Count the lines in the records below that contain the string "vanity", with case significant, and give only that number.

Information supplied »
+++++

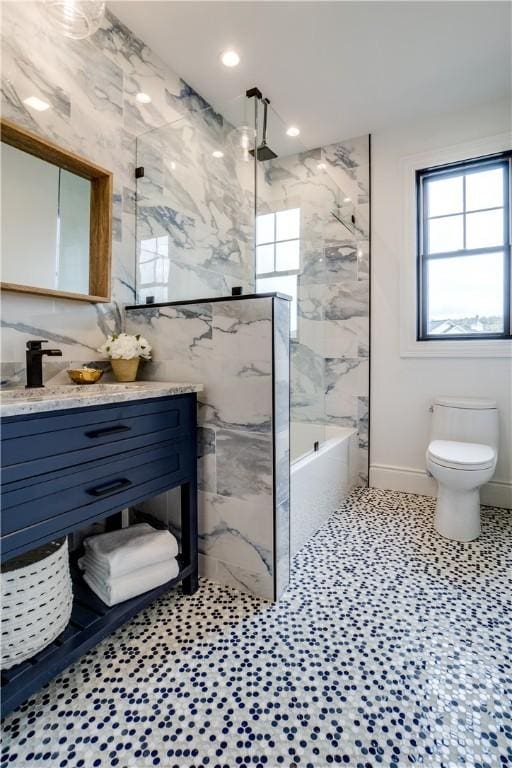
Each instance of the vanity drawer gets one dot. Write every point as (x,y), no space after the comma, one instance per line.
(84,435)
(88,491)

+++++

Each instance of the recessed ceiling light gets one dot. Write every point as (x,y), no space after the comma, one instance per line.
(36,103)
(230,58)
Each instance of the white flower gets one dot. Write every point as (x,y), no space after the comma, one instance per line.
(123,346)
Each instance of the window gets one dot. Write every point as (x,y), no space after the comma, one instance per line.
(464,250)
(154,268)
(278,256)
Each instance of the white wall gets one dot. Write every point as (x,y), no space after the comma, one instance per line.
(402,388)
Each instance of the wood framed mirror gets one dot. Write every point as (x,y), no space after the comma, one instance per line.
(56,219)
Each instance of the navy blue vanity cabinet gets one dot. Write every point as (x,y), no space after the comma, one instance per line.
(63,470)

+++++

Result below » 2